Written task - Copy the lines from the one with "Each <instance> block" to the one with "positive clicks: (493, 364)" word for word.

Available records -
..............................
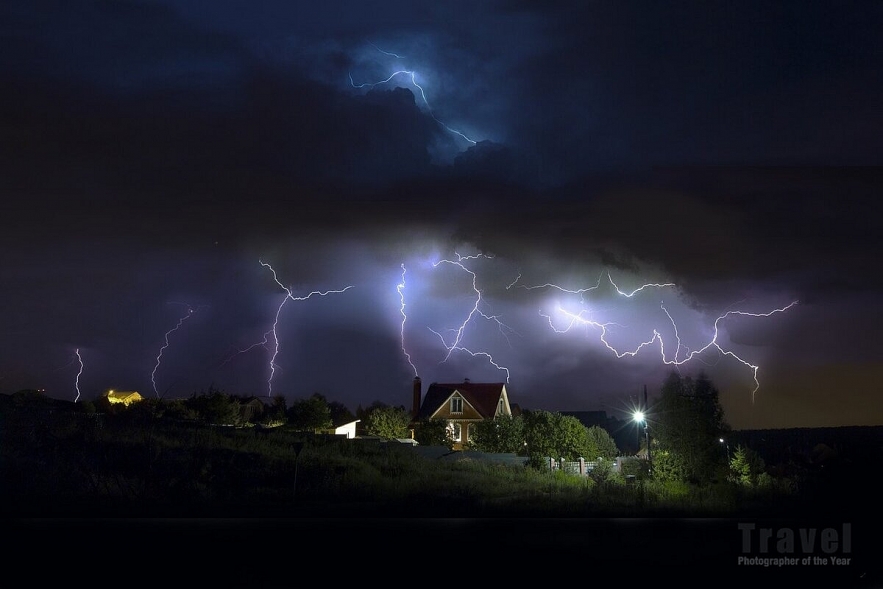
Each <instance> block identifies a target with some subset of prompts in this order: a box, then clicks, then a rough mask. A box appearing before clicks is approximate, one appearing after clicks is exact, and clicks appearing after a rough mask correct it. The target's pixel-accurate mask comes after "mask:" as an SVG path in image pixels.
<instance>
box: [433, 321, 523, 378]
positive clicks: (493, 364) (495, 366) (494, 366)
..............................
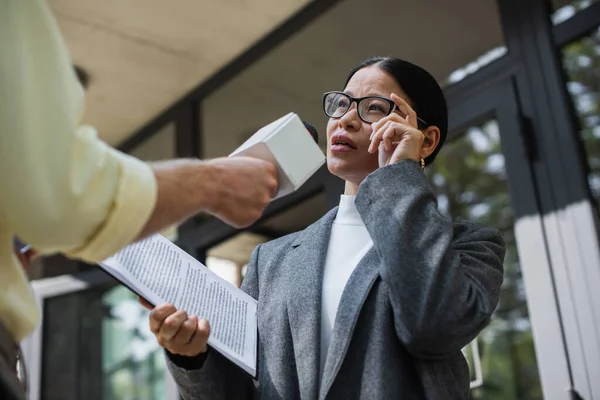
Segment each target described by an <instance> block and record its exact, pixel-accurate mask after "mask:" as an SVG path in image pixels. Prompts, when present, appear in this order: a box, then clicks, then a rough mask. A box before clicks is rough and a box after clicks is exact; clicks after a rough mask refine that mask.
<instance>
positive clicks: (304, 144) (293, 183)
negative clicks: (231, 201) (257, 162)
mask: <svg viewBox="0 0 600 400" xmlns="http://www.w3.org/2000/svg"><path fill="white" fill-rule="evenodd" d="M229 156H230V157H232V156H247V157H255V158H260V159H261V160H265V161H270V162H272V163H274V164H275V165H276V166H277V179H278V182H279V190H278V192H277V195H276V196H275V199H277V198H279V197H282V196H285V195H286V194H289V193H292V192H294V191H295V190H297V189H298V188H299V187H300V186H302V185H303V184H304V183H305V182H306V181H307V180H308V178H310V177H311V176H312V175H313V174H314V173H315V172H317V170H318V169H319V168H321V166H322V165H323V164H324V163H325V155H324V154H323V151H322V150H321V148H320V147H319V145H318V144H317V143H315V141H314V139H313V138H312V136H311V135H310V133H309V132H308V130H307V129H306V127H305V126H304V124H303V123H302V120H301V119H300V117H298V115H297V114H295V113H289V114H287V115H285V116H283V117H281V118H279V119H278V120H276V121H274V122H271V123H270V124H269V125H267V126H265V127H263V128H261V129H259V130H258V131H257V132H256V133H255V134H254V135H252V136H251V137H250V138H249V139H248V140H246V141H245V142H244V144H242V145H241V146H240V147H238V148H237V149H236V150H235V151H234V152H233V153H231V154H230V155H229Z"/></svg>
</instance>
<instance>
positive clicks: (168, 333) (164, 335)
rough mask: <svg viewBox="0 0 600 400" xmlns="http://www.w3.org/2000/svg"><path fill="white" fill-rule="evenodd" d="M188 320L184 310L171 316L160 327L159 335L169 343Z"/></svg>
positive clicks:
..............................
Solution to the exercise -
Each <instance> block identifies a target with some subset of prompts in this order: a box, then clicks, then a rough mask. A box appearing before clicks is approximate, one appearing after clicks is exact, and clicks appearing after a rough mask correct it. The target's pixel-accurate mask comes after "mask:" as an SVG path in image pixels.
<instance>
box: [433, 321, 523, 378]
positive clicks: (493, 364) (495, 366) (494, 366)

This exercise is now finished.